The task ▸
Rewrite every line of the items below in full, raising each answer coordinate by 85 and leaving the sample points that show the format unchanged. Leave out the pictures.

Record list ▸
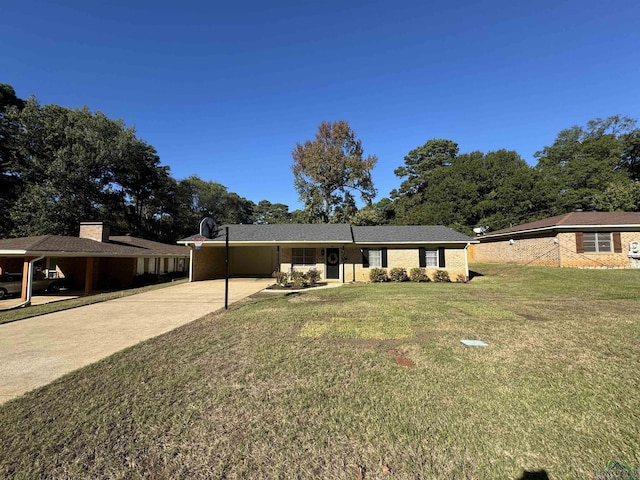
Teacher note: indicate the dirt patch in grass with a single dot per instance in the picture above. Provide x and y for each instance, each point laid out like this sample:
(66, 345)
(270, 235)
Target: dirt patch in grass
(401, 359)
(314, 299)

Response to the task ▸
Teacher note: indicate the dirt patch in grass with a single dot per instance in the picture above. Provide x and y for each instance, each point laid out like this sample:
(66, 345)
(270, 235)
Target: dirt patch in grass
(486, 444)
(399, 384)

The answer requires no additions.